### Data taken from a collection
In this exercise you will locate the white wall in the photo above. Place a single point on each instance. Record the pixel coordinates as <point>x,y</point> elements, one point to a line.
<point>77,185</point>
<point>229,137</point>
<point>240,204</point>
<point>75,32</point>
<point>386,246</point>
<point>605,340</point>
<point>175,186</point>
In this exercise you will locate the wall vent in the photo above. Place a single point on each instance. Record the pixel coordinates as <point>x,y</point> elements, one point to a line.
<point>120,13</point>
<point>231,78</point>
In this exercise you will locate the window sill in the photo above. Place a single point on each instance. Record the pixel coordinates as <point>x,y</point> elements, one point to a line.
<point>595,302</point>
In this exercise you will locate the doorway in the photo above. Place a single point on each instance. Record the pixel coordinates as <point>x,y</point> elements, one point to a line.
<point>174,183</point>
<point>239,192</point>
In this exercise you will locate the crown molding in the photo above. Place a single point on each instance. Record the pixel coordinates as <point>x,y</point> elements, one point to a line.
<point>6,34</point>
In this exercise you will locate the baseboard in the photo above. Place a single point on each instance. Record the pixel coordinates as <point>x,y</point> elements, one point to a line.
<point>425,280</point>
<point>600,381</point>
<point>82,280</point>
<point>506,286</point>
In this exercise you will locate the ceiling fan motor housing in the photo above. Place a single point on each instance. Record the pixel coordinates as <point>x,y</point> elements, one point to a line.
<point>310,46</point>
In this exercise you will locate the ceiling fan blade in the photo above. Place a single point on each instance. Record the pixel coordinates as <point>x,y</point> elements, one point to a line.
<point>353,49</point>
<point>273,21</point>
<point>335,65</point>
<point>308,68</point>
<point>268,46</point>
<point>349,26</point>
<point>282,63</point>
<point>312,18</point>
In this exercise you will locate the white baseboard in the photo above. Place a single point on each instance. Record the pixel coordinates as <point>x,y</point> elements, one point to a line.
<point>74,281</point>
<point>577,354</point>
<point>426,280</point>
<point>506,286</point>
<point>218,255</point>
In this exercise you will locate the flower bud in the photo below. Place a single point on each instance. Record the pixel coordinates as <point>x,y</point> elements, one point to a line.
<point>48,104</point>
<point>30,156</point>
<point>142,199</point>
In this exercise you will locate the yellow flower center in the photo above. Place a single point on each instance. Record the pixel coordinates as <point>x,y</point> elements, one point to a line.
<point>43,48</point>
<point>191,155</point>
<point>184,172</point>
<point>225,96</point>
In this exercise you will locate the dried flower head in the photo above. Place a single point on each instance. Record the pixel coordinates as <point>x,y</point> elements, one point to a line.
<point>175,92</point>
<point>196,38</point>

### Your instructions
Convert the rows above into a Markdown table with the columns Num and Line. Give each line its number and skip any blank lines.

### Response to this task
| Num | Line |
|---|---|
| 1 | In this exercise you will locate the white wall in the photo above. Place a single point on each instance. Record the pixel coordinates as <point>x,y</point> elements, one point to a line. |
| 2 | <point>77,185</point> |
| 3 | <point>229,137</point> |
| 4 | <point>240,204</point> |
| 5 | <point>75,32</point> |
| 6 | <point>386,246</point> |
| 7 | <point>605,340</point> |
| 8 | <point>175,186</point> |
| 9 | In this exercise you will locate the wall vent in the photo above. Place a single point on each instance. Record the pixel coordinates as <point>x,y</point> elements, one point to a line. |
| 10 | <point>120,13</point> |
| 11 | <point>231,78</point> |
| 12 | In this exercise you will locate the window sill in the photo above. Place a single point on each instance. Record the pixel coordinates as <point>x,y</point> elements, one point to a line. |
| 13 | <point>595,302</point> |
| 14 | In this exercise you will locate the doorway in the photo above. Place a single point on each instance. Record the pixel coordinates as <point>x,y</point> elements, one point to a line. |
| 15 | <point>174,183</point> |
| 16 | <point>239,192</point> |
| 17 | In this exercise you will locate the crown molding in the photo above. Place a single point on each instance. Record the pixel coordinates as <point>x,y</point> elements, one point to a line. |
| 18 | <point>6,34</point> |
| 19 | In this exercise you will locate the baseboard in the photo above. Place a single point on each instance. Record the pixel coordinates as <point>x,y</point> elements, one point to a line. |
| 20 | <point>425,280</point> |
| 21 | <point>600,381</point> |
| 22 | <point>82,280</point> |
| 23 | <point>506,286</point> |
| 24 | In this exercise you will locate the ceiling fan motor housing in the photo above. Place a single point on each instance. Record the pixel coordinates as <point>x,y</point> elements, one point to a line. |
| 25 | <point>310,46</point> |
| 26 | In this exercise you will locate the ceiling fan blade in the photo above. Place a single point on each instance. Record the pixel coordinates as <point>x,y</point> elements, one point to a line. |
| 27 | <point>353,49</point> |
| 28 | <point>273,21</point> |
| 29 | <point>335,65</point> |
| 30 | <point>308,68</point> |
| 31 | <point>268,46</point> |
| 32 | <point>349,26</point> |
| 33 | <point>282,63</point> |
| 34 | <point>312,18</point> |
| 35 | In this exercise you will locate the white baseboard in the photo above. Place a single point on each instance. Record the pixel coordinates as <point>x,y</point> elements, one point to a line. |
| 36 | <point>74,281</point> |
| 37 | <point>577,354</point> |
| 38 | <point>426,280</point> |
| 39 | <point>506,286</point> |
| 40 | <point>218,255</point> |
| 41 | In this exercise you will locate the flower bud in the photo below. Place a single point on each instance. Record the pixel coordinates as <point>x,y</point> elements, one point to a line. |
| 42 | <point>48,104</point> |
| 43 | <point>30,156</point> |
| 44 | <point>142,199</point> |
| 45 | In this exercise you will locate the yellow flower center in the photo above. Place a single point on each instance. Record the pixel coordinates as <point>x,y</point> elements, one point to a line. |
| 46 | <point>43,48</point> |
| 47 | <point>191,155</point> |
| 48 | <point>184,172</point> |
| 49 | <point>225,96</point> |
| 50 | In this exercise you will locate the dried flower head in the photo above. Place a single point on each instance. Record the pixel coordinates as <point>x,y</point> elements, one point to a line. |
| 51 | <point>175,92</point> |
| 52 | <point>196,38</point> |